# Task set
1. In the abstract below, where are new spacers added in a CRISPR locus?
2. List every length in base pairs given in the abstract below, along with what each one measures.
3. For each statement, say whether it agrees with the abstract below and quote the words that decide it.
(a) The leader and one repeat are enough for adaptation in the system studied.
(b) The study examined the CRISPR2 locus.
(c) Adaptation is the last phase of the immune response.

# Passage
BEGIN

Sequences spanning the leader-repeat junction mediate CRISPR adaptation to phage in Streptococcus thermophilus.

CRISPR-Cas systems are RNA-based immune systems that protect prokaryotes from invaders such as phages and plasmids. In adaptation, the initial phase of the immune response, short foreign DNA fragments are captured and integrated into host CRISPR loci to provide heritable defense against encountered foreign nucleic acids. Each CRISPR contains a ∼100-500 bp leader element that typically includes a transcription promoter, followed by an array of captured ∼35 bp sequences (spacers) sandwiched between copies of an identical ∼35 bp direct repeat sequence. New spacers are added immediately downstream of the leader. Here, we have analyzed adaptation to phage infection in Streptococcus thermophilus at the CRISPR1 locus to identify cis-acting elements essential for the process. We show that the leader and a single repeat of the CRISPR locus are sufficient for adaptation in this system. Moreover, we identified a leader sequence element capable of stimulating adaptation at a dormant repeat. We found that sequences within 10 bp of the site of integration, in both the leader and repeat of the CRISPR, are required for the process. Our results indicate that information at the CRISPR leader-repeat junction is critical for adaptation in this Type II-A system and likely other CRISPR-Cas systems.

END

# Source material
BEGIN

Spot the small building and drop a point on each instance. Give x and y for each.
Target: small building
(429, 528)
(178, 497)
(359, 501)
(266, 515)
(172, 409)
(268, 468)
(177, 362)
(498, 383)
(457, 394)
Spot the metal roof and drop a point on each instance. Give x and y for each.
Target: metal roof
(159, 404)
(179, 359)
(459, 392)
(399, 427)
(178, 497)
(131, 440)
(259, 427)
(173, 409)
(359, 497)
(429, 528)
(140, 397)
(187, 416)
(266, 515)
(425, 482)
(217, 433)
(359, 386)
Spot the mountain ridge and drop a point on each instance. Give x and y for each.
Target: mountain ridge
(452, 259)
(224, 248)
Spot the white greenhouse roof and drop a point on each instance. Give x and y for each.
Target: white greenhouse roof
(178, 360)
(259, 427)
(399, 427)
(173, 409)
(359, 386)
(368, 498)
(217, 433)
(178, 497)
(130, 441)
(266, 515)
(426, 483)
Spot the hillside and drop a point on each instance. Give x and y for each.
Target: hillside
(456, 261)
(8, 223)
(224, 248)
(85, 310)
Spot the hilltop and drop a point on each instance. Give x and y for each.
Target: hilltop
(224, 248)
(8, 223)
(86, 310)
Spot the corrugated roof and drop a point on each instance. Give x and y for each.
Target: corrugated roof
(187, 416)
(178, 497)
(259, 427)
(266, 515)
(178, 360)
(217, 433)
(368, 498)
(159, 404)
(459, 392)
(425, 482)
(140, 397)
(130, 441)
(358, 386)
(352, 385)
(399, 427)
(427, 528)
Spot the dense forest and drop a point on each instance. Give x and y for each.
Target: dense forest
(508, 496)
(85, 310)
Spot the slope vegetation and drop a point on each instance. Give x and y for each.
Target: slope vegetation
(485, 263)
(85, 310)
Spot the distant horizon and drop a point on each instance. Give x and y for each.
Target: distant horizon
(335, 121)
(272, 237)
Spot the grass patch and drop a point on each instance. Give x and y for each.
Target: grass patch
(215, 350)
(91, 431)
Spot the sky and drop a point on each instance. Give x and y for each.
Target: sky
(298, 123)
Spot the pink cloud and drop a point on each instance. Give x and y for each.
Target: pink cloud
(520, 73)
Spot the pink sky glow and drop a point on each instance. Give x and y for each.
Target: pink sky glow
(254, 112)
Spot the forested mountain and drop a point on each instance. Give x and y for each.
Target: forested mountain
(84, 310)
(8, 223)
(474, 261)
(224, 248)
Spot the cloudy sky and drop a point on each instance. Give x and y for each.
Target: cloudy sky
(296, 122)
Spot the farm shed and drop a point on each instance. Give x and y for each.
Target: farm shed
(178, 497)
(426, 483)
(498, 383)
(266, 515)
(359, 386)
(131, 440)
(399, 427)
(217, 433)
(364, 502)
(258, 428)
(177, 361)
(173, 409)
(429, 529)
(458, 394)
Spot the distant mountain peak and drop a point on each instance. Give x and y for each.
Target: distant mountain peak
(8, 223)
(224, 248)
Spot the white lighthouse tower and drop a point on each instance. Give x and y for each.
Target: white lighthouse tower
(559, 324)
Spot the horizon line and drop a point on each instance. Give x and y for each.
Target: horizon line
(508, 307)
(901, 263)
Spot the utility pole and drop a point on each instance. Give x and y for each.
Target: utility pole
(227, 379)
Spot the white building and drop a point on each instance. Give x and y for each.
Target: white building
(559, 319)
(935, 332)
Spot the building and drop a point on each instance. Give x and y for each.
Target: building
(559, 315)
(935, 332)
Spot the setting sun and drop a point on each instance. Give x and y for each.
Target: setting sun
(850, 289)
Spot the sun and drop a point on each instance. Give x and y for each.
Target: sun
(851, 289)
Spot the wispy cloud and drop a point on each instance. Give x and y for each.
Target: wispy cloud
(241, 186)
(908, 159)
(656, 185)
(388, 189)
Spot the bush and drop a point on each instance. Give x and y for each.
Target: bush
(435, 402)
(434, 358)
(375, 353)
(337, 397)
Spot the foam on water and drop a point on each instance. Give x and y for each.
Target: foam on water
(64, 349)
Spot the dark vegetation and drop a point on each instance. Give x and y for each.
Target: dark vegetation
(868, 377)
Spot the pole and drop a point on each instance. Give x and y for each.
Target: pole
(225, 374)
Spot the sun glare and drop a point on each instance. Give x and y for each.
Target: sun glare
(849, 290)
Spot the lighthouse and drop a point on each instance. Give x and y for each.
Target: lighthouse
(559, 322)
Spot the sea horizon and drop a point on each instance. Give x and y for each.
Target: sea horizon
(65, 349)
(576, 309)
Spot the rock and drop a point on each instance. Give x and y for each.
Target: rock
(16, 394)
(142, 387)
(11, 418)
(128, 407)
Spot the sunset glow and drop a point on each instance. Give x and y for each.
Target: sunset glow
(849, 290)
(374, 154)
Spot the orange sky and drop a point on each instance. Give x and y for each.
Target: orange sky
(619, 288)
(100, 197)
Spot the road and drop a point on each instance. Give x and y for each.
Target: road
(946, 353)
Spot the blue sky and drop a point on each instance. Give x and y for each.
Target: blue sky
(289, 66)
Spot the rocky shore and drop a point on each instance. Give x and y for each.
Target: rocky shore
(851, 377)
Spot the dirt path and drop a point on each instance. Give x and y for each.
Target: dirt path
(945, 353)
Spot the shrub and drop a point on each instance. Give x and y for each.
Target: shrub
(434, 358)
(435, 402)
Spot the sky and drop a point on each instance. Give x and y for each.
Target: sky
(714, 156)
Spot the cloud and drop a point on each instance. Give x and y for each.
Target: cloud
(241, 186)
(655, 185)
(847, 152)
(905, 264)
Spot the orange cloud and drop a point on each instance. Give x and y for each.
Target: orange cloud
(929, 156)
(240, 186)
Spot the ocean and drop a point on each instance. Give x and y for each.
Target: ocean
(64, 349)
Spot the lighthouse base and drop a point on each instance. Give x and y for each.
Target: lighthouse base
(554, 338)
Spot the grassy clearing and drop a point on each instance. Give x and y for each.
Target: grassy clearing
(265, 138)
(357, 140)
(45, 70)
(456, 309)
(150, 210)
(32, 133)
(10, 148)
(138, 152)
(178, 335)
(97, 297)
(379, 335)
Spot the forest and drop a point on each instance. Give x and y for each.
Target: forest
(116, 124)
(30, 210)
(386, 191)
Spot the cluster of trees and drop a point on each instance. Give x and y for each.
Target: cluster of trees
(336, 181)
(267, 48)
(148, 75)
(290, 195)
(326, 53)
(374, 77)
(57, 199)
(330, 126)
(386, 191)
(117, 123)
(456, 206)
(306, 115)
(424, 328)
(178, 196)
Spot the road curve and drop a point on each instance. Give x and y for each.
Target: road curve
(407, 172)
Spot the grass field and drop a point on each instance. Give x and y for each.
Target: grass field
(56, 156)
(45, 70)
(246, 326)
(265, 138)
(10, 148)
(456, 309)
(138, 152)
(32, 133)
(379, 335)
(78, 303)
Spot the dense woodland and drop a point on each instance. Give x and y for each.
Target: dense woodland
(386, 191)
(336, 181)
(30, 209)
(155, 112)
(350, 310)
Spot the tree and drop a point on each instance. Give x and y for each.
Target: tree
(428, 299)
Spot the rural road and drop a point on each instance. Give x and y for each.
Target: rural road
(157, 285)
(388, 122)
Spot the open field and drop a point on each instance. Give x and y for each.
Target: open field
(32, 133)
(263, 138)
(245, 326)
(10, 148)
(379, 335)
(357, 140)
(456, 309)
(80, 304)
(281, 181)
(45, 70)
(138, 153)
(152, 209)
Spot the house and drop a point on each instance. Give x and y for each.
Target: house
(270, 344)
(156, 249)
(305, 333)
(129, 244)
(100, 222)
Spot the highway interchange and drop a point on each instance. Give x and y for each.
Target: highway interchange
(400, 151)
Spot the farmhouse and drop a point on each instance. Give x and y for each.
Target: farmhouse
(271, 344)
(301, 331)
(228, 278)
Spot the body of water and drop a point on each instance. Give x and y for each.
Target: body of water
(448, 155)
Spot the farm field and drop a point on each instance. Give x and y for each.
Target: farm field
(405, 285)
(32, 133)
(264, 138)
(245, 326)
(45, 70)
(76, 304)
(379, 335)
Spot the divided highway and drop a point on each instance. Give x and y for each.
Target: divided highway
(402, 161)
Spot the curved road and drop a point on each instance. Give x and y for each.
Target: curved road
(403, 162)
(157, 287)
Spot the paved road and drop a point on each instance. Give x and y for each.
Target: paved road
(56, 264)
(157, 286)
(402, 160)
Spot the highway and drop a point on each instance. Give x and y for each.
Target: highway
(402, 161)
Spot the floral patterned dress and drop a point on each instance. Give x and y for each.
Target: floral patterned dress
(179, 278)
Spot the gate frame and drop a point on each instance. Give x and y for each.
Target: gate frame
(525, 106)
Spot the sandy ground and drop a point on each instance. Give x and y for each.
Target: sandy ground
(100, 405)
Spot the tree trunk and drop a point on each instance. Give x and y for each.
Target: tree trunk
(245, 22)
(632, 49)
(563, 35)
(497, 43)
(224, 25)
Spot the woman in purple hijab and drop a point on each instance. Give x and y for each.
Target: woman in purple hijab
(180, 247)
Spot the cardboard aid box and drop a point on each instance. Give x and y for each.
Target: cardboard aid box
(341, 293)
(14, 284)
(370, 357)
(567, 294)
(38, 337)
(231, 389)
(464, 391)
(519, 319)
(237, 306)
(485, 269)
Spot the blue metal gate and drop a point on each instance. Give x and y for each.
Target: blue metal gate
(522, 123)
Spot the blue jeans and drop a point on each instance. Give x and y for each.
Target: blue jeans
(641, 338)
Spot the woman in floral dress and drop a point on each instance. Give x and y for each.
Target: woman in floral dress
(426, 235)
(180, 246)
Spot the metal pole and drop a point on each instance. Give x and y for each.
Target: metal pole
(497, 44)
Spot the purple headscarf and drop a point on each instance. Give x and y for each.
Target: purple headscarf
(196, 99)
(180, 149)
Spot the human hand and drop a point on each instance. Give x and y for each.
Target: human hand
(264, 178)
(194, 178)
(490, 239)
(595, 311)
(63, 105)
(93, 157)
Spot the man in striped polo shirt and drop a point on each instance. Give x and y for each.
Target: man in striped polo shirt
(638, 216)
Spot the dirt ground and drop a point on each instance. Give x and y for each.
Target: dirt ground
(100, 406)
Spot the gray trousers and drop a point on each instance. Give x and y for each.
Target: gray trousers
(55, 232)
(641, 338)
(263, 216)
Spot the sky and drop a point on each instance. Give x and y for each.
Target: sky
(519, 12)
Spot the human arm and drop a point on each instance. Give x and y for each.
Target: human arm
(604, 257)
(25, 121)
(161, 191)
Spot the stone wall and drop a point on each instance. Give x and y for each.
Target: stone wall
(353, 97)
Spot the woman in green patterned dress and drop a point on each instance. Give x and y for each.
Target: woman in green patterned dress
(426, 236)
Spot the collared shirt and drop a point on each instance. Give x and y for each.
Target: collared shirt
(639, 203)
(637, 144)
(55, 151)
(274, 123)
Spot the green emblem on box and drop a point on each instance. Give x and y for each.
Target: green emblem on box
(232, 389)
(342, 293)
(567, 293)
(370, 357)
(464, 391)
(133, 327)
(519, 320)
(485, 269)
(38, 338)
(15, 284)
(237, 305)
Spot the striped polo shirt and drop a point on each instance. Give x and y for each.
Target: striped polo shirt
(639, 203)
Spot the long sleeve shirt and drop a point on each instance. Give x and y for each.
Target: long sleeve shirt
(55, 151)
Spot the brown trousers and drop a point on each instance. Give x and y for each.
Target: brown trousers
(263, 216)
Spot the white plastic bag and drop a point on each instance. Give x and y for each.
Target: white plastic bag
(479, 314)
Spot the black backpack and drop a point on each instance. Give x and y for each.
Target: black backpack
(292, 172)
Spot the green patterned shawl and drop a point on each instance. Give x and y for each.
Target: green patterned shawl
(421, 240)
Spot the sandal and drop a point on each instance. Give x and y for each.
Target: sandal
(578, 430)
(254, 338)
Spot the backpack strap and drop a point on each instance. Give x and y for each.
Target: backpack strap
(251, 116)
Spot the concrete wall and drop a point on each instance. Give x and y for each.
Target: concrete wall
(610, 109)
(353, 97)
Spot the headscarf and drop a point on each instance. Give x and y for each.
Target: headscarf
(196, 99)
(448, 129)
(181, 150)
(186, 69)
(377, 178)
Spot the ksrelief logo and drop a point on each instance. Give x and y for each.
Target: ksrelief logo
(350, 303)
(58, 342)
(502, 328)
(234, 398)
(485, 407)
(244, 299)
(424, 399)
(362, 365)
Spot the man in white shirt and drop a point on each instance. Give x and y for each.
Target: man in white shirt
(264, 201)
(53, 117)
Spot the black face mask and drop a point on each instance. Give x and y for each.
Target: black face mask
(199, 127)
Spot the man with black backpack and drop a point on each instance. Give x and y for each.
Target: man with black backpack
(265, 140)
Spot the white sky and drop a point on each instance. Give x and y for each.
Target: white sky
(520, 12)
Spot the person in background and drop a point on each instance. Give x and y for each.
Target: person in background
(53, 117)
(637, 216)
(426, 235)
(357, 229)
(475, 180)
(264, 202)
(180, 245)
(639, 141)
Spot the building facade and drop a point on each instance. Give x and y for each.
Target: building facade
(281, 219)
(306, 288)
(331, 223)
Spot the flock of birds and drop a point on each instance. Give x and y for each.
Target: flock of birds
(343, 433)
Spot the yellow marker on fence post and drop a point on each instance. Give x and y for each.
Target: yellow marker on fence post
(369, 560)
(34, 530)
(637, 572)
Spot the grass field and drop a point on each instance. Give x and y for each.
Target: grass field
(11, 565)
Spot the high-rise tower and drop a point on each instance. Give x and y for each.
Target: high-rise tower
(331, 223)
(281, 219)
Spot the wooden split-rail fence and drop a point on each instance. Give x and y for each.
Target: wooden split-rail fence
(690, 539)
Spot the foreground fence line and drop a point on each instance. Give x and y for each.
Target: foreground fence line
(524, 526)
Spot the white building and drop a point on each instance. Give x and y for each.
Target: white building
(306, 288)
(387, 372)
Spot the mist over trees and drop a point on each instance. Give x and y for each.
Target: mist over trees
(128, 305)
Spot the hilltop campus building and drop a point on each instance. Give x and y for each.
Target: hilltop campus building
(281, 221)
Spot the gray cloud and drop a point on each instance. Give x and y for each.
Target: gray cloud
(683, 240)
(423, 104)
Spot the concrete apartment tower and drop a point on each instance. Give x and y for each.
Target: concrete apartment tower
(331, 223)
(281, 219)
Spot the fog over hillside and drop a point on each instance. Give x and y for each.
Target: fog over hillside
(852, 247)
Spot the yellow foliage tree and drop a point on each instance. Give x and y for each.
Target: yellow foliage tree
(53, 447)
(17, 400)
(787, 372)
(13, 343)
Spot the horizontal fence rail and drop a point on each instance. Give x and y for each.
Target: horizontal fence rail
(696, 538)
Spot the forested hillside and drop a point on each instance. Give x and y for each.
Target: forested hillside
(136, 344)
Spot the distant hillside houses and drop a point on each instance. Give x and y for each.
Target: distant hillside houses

END

# Results for each task
1. Immediately downstream of the leader.

2.
- ∼100-500 bp: the leader element
- ∼35 bp: the captured sequences (spacers)
- ∼35 bp: the identical direct repeat sequence
- 10 bp: the distance from the site of integration within which sequences in the leader and repeat are required

3.
(a) Yes: "We show that the leader and a single repeat of the CRISPR locus are sufficient for adaptation in this system."
(b) No: "at the CRISPR1 locus"
(c) No: "In adaptation, the initial phase of the immune response"